>> Start RECORDS FOR PROCESSING

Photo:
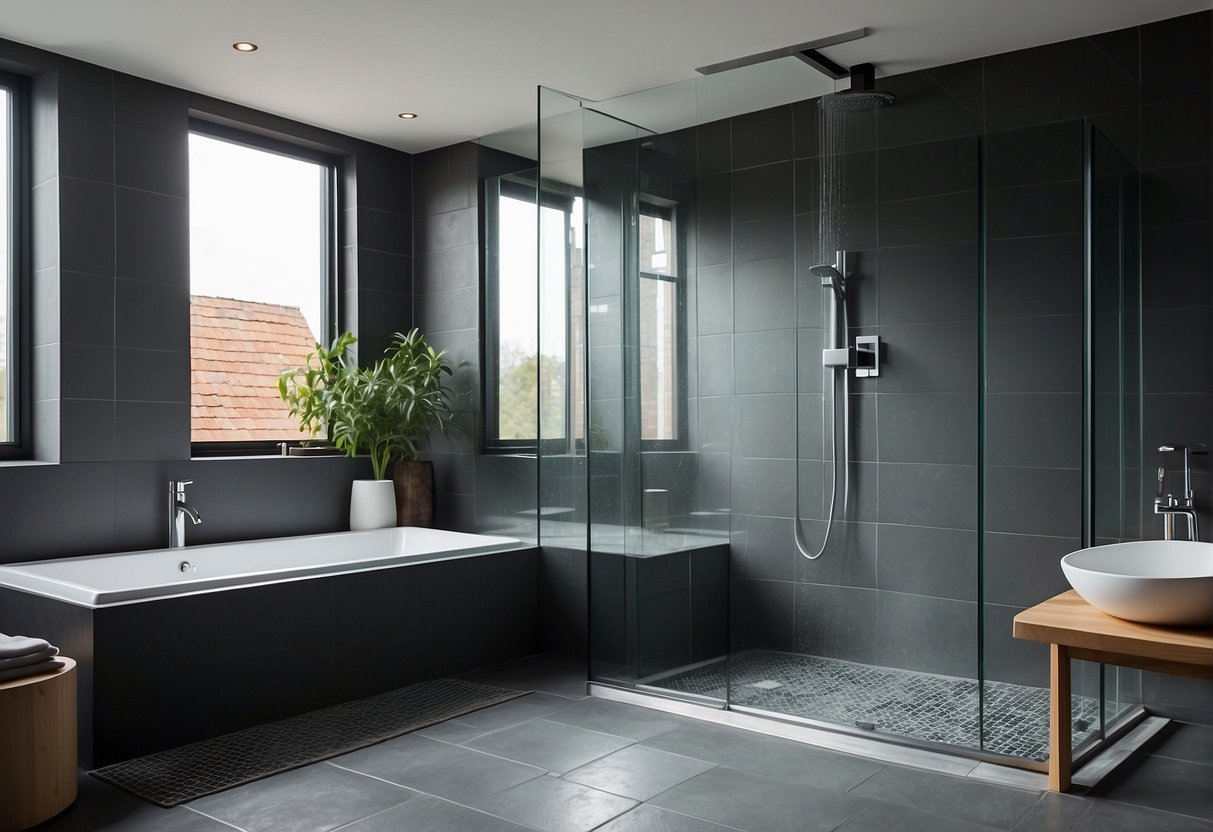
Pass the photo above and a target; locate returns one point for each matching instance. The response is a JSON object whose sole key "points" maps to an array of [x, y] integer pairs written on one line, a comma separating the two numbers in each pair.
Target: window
{"points": [[261, 280], [527, 348], [13, 187], [662, 318]]}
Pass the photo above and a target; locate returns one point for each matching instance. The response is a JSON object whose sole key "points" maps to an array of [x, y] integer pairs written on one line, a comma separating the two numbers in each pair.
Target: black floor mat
{"points": [[174, 776]]}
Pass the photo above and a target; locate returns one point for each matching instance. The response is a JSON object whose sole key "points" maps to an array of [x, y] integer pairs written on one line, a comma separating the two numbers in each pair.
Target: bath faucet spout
{"points": [[1167, 505], [178, 509]]}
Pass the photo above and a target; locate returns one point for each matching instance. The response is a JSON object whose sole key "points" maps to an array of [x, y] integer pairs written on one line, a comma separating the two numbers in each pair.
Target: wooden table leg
{"points": [[1059, 718]]}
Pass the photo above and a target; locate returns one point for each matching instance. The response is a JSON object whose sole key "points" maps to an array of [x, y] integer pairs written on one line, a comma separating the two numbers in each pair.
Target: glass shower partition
{"points": [[713, 426]]}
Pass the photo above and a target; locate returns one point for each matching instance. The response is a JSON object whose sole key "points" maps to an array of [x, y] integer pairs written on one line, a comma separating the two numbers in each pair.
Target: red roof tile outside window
{"points": [[238, 348]]}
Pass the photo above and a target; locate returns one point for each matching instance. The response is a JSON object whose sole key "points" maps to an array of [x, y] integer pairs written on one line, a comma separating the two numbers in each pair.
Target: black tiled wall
{"points": [[110, 319], [899, 583]]}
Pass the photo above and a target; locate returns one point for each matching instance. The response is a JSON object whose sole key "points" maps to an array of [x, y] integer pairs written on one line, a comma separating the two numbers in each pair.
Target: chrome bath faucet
{"points": [[1169, 506], [178, 509]]}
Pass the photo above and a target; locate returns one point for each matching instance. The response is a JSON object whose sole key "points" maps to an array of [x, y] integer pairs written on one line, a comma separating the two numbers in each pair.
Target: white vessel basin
{"points": [[1154, 581]]}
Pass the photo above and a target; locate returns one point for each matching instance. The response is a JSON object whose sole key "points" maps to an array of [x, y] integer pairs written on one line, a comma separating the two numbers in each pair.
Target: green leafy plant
{"points": [[385, 410]]}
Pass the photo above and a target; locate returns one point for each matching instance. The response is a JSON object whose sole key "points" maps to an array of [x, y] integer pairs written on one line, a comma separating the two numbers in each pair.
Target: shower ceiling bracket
{"points": [[807, 52]]}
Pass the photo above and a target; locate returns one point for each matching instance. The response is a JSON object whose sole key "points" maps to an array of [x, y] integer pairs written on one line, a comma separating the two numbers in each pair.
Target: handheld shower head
{"points": [[832, 278]]}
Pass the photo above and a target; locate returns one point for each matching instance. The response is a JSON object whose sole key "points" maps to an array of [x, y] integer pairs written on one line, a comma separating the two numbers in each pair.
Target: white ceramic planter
{"points": [[371, 505]]}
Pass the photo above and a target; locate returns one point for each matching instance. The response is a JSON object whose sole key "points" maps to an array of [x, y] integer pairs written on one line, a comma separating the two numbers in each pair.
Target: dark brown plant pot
{"points": [[414, 494]]}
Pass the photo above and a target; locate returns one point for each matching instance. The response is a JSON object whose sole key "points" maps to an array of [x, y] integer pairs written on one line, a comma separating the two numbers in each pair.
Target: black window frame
{"points": [[20, 358], [667, 210], [330, 309], [520, 187]]}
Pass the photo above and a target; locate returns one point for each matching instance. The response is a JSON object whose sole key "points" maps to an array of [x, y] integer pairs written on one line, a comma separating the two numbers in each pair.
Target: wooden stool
{"points": [[38, 747]]}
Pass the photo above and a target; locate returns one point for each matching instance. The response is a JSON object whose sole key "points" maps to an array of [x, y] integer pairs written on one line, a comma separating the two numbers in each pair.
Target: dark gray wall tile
{"points": [[941, 563], [927, 284], [1024, 570], [153, 237], [85, 149], [928, 169], [1034, 501], [943, 218], [86, 226], [934, 495], [928, 634], [838, 622], [928, 427], [762, 295], [1034, 429]]}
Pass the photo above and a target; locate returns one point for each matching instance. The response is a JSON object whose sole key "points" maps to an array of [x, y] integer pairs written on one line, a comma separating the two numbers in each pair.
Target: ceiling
{"points": [[471, 67]]}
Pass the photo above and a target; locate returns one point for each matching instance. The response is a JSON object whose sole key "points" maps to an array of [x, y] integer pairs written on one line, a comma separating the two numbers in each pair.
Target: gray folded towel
{"points": [[21, 645], [32, 659], [30, 670]]}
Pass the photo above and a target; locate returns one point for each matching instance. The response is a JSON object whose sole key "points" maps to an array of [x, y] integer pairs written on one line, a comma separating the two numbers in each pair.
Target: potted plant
{"points": [[385, 410]]}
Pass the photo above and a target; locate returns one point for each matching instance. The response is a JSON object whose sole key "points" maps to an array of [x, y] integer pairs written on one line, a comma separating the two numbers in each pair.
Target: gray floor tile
{"points": [[557, 805], [453, 730], [514, 711], [311, 799], [647, 818], [1053, 813], [889, 818], [1188, 741], [759, 804], [954, 797], [102, 807], [1171, 785], [437, 768], [1111, 816], [638, 771], [601, 714], [432, 814], [773, 757], [550, 745]]}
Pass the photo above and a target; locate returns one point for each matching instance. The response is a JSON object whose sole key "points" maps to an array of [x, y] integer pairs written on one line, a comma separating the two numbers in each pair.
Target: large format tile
{"points": [[647, 818], [1053, 813], [628, 721], [638, 771], [888, 818], [550, 745], [1171, 785], [314, 798], [1111, 816], [759, 804], [954, 797], [102, 807], [1188, 741], [438, 768], [792, 762], [557, 805], [432, 814]]}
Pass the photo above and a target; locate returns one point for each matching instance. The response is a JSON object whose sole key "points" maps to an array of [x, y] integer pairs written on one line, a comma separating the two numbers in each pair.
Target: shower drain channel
{"points": [[930, 707]]}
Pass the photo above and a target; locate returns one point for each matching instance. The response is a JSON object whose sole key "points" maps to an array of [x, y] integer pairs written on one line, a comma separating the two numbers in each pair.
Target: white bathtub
{"points": [[104, 580]]}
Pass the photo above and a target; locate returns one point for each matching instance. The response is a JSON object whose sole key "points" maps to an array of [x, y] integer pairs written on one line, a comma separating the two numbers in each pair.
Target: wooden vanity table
{"points": [[1075, 630]]}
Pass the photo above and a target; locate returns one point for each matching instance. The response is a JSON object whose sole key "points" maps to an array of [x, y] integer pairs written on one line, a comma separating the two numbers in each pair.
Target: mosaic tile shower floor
{"points": [[929, 707]]}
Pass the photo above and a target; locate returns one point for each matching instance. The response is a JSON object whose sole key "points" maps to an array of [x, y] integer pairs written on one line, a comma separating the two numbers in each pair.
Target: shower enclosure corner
{"points": [[799, 377]]}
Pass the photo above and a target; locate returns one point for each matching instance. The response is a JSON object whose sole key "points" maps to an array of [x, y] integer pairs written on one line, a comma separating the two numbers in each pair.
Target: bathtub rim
{"points": [[80, 596]]}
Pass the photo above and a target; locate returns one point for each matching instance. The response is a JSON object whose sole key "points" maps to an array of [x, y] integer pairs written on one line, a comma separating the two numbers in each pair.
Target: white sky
{"points": [[516, 267], [255, 226]]}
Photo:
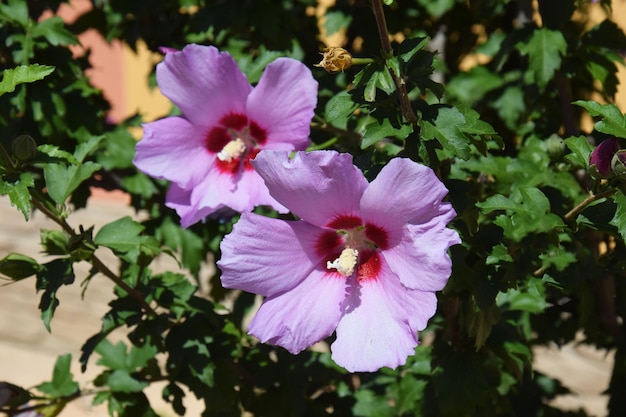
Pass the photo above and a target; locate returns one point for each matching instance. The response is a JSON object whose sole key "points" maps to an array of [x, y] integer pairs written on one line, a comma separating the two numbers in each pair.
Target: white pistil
{"points": [[233, 150], [345, 263]]}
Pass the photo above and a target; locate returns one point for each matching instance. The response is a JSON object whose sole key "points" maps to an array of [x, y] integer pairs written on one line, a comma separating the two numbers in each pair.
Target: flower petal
{"points": [[420, 259], [241, 192], [316, 186], [403, 192], [179, 199], [303, 315], [173, 149], [267, 256], [204, 83], [380, 325], [282, 104]]}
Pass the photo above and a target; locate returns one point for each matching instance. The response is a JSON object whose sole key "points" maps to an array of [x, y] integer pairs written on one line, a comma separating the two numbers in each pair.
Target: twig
{"points": [[405, 104], [590, 199], [102, 268]]}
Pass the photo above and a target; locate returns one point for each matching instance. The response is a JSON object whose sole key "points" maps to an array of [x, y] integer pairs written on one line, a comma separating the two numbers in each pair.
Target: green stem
{"points": [[590, 199], [97, 262]]}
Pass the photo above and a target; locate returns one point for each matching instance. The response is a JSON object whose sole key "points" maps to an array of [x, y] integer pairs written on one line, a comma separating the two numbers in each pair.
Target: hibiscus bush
{"points": [[390, 224]]}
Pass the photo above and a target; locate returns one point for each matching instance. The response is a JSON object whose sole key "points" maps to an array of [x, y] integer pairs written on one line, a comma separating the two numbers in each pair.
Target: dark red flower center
{"points": [[352, 246], [235, 140]]}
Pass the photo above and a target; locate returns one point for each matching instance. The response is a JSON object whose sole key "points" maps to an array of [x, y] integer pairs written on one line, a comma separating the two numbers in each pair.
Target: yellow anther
{"points": [[345, 263], [233, 150]]}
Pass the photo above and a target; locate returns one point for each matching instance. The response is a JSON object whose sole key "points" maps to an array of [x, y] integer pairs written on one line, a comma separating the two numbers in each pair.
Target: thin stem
{"points": [[336, 131], [405, 104], [97, 262], [590, 199]]}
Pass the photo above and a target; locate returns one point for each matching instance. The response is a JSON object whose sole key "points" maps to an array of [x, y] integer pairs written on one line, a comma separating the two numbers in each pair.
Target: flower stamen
{"points": [[345, 263], [233, 150]]}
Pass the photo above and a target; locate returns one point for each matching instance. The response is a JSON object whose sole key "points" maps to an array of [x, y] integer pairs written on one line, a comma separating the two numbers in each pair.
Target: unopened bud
{"points": [[555, 146], [24, 148], [600, 160], [335, 59], [618, 165]]}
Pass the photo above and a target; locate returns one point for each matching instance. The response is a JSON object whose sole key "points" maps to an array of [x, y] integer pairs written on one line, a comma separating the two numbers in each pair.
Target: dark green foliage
{"points": [[542, 258]]}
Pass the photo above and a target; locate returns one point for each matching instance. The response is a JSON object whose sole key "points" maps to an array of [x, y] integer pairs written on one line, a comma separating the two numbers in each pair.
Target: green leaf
{"points": [[17, 266], [62, 180], [613, 120], [15, 11], [619, 220], [50, 278], [340, 107], [530, 297], [376, 131], [53, 29], [62, 384], [123, 235], [580, 150], [545, 49], [22, 74], [18, 192], [54, 242], [445, 128], [336, 20], [121, 381], [117, 357]]}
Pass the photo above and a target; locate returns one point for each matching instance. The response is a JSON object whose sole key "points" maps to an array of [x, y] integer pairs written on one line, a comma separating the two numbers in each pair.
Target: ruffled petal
{"points": [[173, 149], [316, 186], [204, 83], [282, 104], [241, 192], [380, 324], [303, 315], [267, 256], [179, 199], [403, 192], [420, 259]]}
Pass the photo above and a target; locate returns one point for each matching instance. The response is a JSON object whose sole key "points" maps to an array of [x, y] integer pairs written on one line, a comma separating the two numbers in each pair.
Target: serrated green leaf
{"points": [[18, 192], [498, 202], [121, 381], [50, 278], [54, 242], [336, 20], [62, 384], [62, 180], [340, 106], [57, 153], [117, 357], [17, 266], [613, 120], [445, 128], [87, 148], [11, 78], [122, 235], [619, 220], [544, 49], [580, 150], [53, 29], [15, 11], [376, 131]]}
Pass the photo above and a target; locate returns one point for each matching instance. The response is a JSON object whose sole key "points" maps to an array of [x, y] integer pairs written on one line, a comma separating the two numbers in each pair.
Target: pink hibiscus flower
{"points": [[225, 122], [364, 260]]}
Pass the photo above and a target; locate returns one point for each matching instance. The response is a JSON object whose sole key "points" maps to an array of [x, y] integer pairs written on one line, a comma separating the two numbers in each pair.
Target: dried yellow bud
{"points": [[335, 59]]}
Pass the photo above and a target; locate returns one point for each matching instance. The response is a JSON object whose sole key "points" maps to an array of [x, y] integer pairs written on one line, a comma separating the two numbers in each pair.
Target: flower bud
{"points": [[600, 160], [24, 148], [555, 146], [335, 59], [618, 165]]}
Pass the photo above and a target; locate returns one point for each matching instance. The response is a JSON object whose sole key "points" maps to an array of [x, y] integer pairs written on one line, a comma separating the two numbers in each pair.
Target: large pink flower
{"points": [[225, 122], [364, 260]]}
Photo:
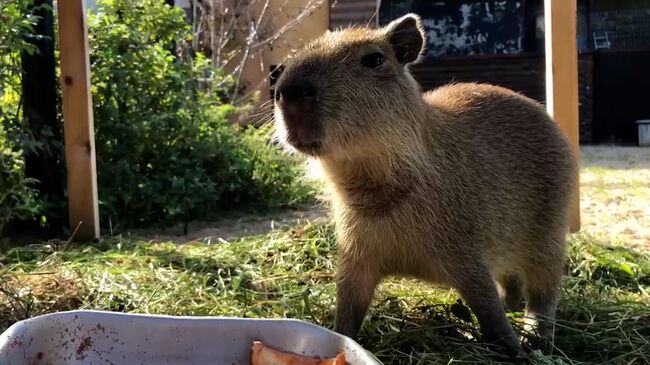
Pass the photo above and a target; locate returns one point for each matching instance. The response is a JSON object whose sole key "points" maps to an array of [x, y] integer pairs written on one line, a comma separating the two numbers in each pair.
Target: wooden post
{"points": [[78, 120], [562, 80]]}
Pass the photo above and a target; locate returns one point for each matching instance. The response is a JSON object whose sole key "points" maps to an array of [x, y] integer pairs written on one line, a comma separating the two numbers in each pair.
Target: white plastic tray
{"points": [[109, 338]]}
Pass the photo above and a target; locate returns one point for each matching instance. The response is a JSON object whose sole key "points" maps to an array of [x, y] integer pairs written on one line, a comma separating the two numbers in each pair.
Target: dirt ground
{"points": [[614, 197]]}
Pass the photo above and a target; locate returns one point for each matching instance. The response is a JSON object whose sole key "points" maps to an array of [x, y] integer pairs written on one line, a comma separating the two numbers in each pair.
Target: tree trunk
{"points": [[41, 117]]}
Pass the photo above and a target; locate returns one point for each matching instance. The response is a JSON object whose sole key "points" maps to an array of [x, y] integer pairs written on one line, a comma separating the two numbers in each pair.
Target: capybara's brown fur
{"points": [[467, 185]]}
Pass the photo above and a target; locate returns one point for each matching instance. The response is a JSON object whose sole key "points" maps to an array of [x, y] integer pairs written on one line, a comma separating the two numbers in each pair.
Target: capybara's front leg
{"points": [[355, 288]]}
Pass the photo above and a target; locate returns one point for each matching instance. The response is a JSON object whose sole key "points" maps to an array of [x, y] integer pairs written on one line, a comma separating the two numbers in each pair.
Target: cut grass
{"points": [[603, 317]]}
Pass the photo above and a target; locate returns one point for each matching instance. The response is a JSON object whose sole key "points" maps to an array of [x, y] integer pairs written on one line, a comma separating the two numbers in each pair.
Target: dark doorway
{"points": [[621, 95]]}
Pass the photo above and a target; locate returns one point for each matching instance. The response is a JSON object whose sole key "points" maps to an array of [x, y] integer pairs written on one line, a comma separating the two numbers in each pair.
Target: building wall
{"points": [[344, 13], [465, 27], [626, 22]]}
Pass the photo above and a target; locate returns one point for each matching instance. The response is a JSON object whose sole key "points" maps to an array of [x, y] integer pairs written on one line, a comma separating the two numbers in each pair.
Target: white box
{"points": [[97, 337]]}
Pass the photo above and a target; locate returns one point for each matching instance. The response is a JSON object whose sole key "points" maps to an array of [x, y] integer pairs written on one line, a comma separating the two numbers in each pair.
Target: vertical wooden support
{"points": [[562, 80], [78, 120]]}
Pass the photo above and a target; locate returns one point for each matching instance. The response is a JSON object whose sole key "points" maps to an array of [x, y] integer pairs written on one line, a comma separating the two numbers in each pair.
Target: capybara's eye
{"points": [[372, 60]]}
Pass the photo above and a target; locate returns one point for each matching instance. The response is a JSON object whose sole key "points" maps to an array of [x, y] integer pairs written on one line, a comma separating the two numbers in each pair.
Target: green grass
{"points": [[603, 317]]}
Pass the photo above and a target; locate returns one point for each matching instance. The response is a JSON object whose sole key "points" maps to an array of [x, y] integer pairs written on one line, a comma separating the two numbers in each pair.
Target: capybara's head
{"points": [[350, 90]]}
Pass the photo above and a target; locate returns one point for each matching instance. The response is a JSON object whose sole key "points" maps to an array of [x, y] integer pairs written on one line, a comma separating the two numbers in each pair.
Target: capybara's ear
{"points": [[407, 37]]}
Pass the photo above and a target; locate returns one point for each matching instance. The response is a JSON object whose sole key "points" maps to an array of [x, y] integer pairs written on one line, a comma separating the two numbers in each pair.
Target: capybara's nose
{"points": [[296, 91]]}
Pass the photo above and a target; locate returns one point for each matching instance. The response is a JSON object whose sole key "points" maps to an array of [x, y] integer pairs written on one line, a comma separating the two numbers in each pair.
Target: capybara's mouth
{"points": [[310, 148]]}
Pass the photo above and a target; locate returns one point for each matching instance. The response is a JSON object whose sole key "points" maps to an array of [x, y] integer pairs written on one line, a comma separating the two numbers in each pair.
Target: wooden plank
{"points": [[562, 80], [78, 120]]}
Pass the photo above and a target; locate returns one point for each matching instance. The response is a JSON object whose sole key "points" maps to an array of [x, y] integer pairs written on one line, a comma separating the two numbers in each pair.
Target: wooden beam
{"points": [[78, 120], [562, 80]]}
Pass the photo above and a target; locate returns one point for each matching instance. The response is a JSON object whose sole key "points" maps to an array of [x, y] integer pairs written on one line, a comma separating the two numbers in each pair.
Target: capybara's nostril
{"points": [[295, 91]]}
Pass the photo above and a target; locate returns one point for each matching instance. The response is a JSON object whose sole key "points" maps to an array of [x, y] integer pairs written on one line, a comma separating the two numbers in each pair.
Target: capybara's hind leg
{"points": [[512, 292], [479, 291], [542, 289]]}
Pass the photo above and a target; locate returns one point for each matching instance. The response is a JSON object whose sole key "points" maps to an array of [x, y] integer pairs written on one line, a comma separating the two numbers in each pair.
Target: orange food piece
{"points": [[264, 355]]}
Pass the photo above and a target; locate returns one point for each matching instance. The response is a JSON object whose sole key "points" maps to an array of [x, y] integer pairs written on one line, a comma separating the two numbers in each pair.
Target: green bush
{"points": [[165, 149], [17, 198]]}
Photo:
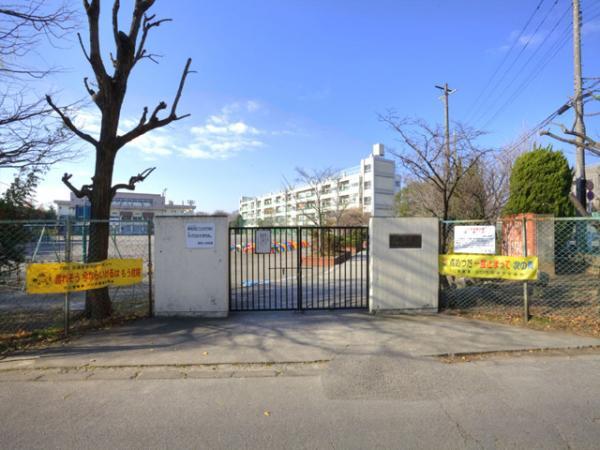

>> End RECORDS FOR PROCESSING

From the listing above, pull out each line that contains the word "yellow".

Target: yellow anther
Target: dried yellow bud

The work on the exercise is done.